- _YOUR INSTRUCTIONS_
Reproduce the following material word for word, leaving out the pictures.
------ INPUT RECORDS
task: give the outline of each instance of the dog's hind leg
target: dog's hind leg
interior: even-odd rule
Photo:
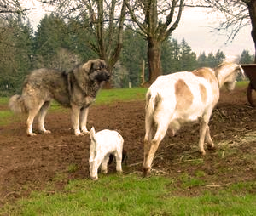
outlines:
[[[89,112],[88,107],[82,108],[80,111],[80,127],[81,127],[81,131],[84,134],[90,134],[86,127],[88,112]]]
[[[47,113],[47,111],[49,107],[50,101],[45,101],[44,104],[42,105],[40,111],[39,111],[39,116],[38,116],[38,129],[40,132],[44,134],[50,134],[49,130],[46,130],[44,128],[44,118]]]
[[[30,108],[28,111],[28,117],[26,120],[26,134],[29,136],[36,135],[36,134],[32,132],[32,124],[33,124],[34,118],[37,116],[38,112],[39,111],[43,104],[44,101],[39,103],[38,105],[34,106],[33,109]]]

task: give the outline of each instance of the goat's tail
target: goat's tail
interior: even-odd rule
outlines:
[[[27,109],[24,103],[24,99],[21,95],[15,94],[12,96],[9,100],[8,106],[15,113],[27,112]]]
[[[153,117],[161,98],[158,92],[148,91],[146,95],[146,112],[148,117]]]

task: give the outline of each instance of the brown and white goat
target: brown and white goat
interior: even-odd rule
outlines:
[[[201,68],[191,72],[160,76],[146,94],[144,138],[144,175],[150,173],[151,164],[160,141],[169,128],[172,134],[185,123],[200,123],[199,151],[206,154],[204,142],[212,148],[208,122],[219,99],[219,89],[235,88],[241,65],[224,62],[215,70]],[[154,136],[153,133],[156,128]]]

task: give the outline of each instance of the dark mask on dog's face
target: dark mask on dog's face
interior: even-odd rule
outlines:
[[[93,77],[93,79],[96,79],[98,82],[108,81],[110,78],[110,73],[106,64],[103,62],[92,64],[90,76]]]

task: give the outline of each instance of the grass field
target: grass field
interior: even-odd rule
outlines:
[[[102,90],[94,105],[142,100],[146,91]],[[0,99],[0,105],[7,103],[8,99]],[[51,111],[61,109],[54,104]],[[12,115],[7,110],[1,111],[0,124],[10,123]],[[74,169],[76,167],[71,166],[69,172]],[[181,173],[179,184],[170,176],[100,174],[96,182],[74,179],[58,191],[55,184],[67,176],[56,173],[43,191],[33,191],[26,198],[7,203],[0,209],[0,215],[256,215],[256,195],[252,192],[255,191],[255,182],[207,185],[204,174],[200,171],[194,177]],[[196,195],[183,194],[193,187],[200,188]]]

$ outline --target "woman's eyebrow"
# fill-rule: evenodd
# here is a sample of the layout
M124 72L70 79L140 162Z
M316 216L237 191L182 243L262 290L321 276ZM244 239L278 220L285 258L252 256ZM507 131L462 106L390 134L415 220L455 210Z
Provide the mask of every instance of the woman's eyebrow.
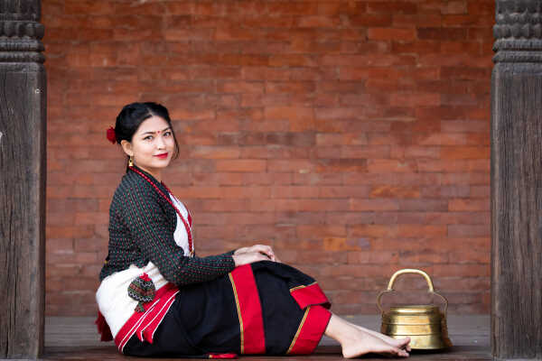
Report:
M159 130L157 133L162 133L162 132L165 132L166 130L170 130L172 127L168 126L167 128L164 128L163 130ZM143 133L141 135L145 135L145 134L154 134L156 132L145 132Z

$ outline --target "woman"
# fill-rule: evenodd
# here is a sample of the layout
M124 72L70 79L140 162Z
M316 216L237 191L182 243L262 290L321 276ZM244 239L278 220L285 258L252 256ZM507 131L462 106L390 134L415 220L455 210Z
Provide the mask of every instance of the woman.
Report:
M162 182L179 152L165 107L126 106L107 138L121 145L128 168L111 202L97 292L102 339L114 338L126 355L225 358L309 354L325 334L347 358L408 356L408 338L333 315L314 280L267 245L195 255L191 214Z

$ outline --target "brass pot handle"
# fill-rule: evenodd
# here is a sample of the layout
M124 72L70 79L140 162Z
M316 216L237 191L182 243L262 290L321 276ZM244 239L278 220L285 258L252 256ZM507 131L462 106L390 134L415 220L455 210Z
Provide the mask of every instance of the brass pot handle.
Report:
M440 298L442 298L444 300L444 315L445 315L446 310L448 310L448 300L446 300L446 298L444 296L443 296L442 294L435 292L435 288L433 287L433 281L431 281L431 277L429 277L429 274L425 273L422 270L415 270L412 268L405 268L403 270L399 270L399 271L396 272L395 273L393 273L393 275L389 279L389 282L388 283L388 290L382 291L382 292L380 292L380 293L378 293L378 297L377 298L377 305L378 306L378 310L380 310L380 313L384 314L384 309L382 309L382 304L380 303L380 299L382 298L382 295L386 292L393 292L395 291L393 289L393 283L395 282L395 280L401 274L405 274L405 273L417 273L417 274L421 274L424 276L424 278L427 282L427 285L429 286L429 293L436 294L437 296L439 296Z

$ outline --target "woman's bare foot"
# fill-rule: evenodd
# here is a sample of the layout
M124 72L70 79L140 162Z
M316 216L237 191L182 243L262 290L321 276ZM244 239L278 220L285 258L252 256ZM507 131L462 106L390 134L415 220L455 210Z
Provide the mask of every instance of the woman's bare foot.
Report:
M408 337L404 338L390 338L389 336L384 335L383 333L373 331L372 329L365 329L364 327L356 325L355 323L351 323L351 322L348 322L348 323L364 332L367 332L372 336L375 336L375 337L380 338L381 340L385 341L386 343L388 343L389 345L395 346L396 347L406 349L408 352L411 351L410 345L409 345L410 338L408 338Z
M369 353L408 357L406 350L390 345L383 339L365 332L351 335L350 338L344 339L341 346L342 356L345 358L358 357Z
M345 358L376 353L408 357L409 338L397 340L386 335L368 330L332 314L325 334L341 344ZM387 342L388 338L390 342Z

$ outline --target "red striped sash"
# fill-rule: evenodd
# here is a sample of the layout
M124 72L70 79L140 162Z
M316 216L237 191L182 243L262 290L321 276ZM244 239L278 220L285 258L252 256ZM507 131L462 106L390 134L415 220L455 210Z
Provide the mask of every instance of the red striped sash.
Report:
------------
- _RESPONSE FOR THIS EXERCISE_
task: give the outline of each instance of the dog's hind leg
target: dog's hind leg
interior: even-odd rule
Photo:
outlines:
[[[89,112],[88,107],[82,108],[80,111],[80,127],[81,127],[81,131],[84,134],[90,134],[86,127],[88,112]]]
[[[47,113],[47,111],[49,107],[50,101],[45,101],[44,104],[42,105],[40,111],[39,111],[39,116],[38,116],[38,129],[40,132],[44,134],[50,134],[49,130],[46,130],[44,128],[44,118]]]
[[[30,108],[28,111],[28,117],[26,120],[26,134],[29,136],[36,135],[36,134],[32,132],[32,124],[33,124],[34,118],[37,116],[38,112],[39,111],[43,104],[44,101],[39,103],[38,105],[34,106],[33,109]]]

task: give the outline of each instance of the goat's tail
target: goat's tail
interior: even-odd rule
outlines:
[[[27,109],[24,103],[24,99],[21,95],[15,94],[12,96],[9,100],[8,106],[15,113],[27,112]]]
[[[153,117],[161,98],[158,92],[148,91],[146,95],[146,112],[148,117]]]

task: give the outline of each instance of the brown and white goat
target: brown and white goat
interior: even-odd rule
outlines:
[[[201,68],[191,72],[160,76],[146,94],[144,138],[144,175],[150,173],[151,164],[160,141],[169,128],[172,134],[185,123],[200,123],[199,151],[206,154],[204,142],[212,148],[208,122],[219,99],[219,89],[235,88],[241,65],[224,62],[215,70]],[[154,136],[153,133],[156,128]]]

task: give the outline of each instance of the dark mask on dog's face
target: dark mask on dog's face
interior: even-odd rule
outlines:
[[[93,77],[93,79],[96,79],[98,82],[108,81],[110,78],[110,73],[106,64],[103,62],[92,64],[90,76]]]

task: give the outline of each instance of the grass field
target: grass field
interior: even-odd rule
outlines:
[[[102,90],[94,105],[142,100],[146,91]],[[0,99],[0,105],[7,103],[8,99]],[[51,111],[61,109],[54,104]],[[12,115],[7,110],[1,111],[0,124],[10,123]],[[74,169],[76,167],[71,166],[69,172]],[[181,173],[179,184],[170,176],[100,174],[96,182],[74,179],[58,191],[55,184],[67,176],[56,173],[43,191],[33,191],[26,198],[7,203],[0,209],[0,215],[256,215],[256,195],[252,192],[255,191],[255,182],[207,185],[204,174],[200,171],[194,177]],[[196,195],[183,194],[193,187],[200,188]]]

$ outline --target "woman's eyebrow"
# fill-rule: evenodd
# here is a sample of the layout
M124 72L70 79L140 162Z
M316 216L237 191L182 243L262 290L321 276ZM244 239L278 220L285 258L252 256ZM507 131L462 106L390 134L415 220L455 210Z
Provide the mask of every instance of the woman's eyebrow.
Report:
M159 130L157 133L162 133L162 132L165 132L166 130L170 130L172 127L168 126L167 128L164 128L163 130ZM143 133L141 135L145 135L145 134L154 134L156 132L145 132Z

$ outline --target "woman"
# fill-rule: evenodd
# here is a sample of the layout
M124 72L70 79L140 162Z
M316 216L237 191L182 243L262 290L321 276ZM244 239L278 220L285 258L252 256ZM507 131L462 106L390 134L415 220L455 210Z
Provide the mask of every instance of the woman.
Report:
M162 182L179 152L165 107L126 106L107 138L121 145L128 168L111 202L97 292L102 339L114 338L126 355L225 358L309 354L325 334L347 358L408 356L408 338L333 315L314 280L267 245L195 255L191 214Z

$ outline --target "brass pot handle"
# fill-rule: evenodd
# here is a sample of the layout
M124 72L70 79L140 162Z
M316 216L237 191L182 243L262 290L321 276ZM244 239L278 220L285 258L252 256ZM507 131L462 106L390 134L415 220L455 210Z
Provide the mask of every instance of the brass pot handle.
Report:
M440 298L442 298L444 300L444 315L445 315L446 310L448 310L448 300L446 300L446 298L444 296L443 296L442 294L435 292L435 288L433 287L433 281L431 281L431 277L429 277L429 274L425 273L422 270L415 270L412 268L405 268L403 270L399 270L399 271L396 272L395 273L393 273L393 275L389 279L389 282L388 283L388 290L382 291L382 292L380 292L380 293L378 293L378 297L377 298L377 305L378 306L378 310L380 310L380 313L384 314L384 309L382 309L382 304L380 303L380 299L382 298L382 295L386 292L393 292L395 291L393 289L393 283L395 282L395 280L401 274L405 274L405 273L417 273L417 274L421 274L424 276L424 278L427 282L427 285L429 286L429 293L436 294L437 296L439 296Z

$ outline --target "woman's bare foot"
# fill-rule: evenodd
# here is a sample of the layout
M124 72L70 79L140 162Z
M316 216L237 191L182 243L262 290L321 276ZM244 239L278 220L285 258L252 256ZM507 131L462 106L390 134L415 220L455 210Z
Provide the mask of every instance of the woman's bare foot.
Report:
M408 337L404 338L390 338L389 336L384 335L383 333L373 331L372 329L365 329L364 327L356 325L355 323L351 323L351 322L348 322L348 323L364 332L367 332L372 336L375 336L375 337L380 338L381 340L385 341L386 343L388 343L389 345L395 346L396 347L406 349L408 352L411 351L410 345L409 345L410 338L408 338Z
M369 353L408 357L406 350L390 345L383 339L365 332L351 335L350 338L344 339L341 346L342 356L345 358L358 357Z
M345 358L376 353L408 357L409 338L397 340L386 335L368 330L332 314L325 334L341 344ZM387 342L388 338L390 342Z

$ outline --target "red striped sash"
# fill-rule: evenodd
# here is a sample of the layout
M124 72L70 79L140 162Z
M316 216L237 191L182 243L262 290L321 276ZM244 239L278 220L285 258L252 256ZM507 131L462 106L390 134L415 220L455 210Z
Provide the mask of every instance of the red striped sash.
Report:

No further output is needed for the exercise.